▸ INSTRUCTION
Please copy the rows below word for word, leaving out the picture.

▸ SUPPLIED RECORDS
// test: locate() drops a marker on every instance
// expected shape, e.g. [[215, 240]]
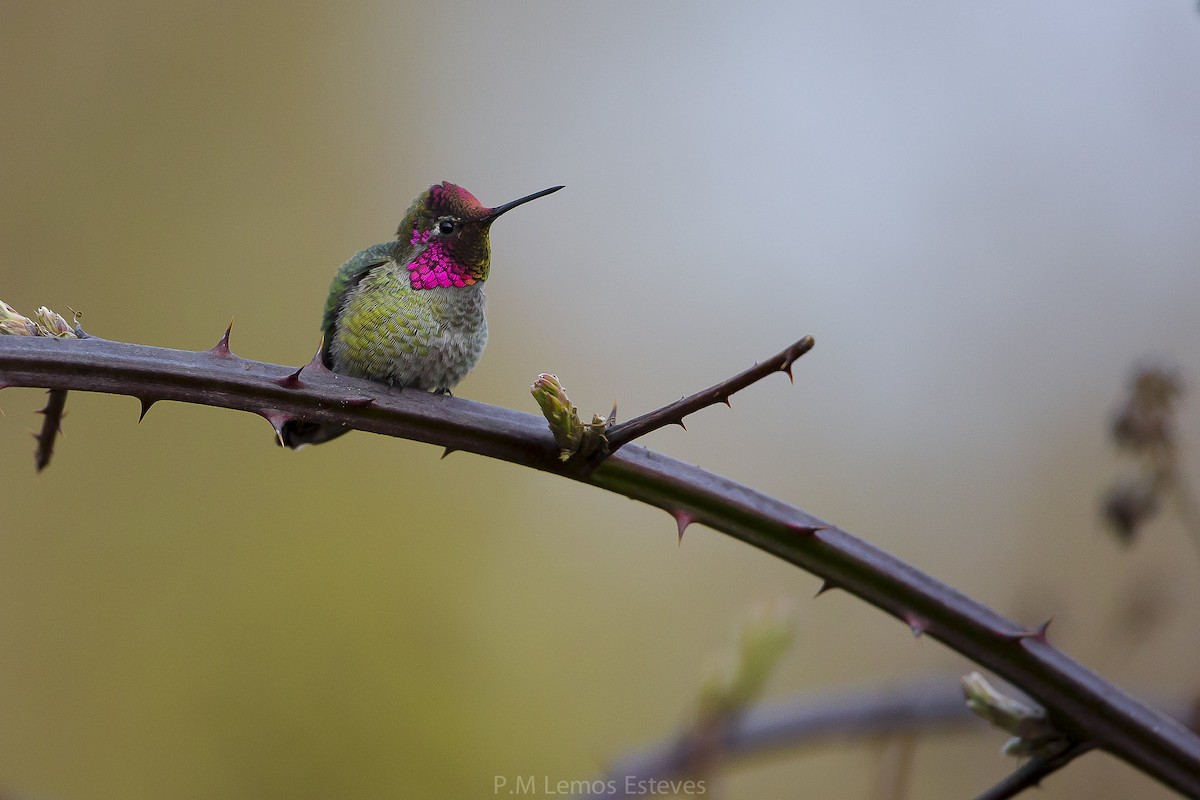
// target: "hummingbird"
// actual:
[[411, 312]]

▸ ANSWER TO THE TASK
// test: locate() drops a marker on every instance
// expected shape, e.g. [[215, 240]]
// target: "hummingbird"
// actual:
[[411, 312]]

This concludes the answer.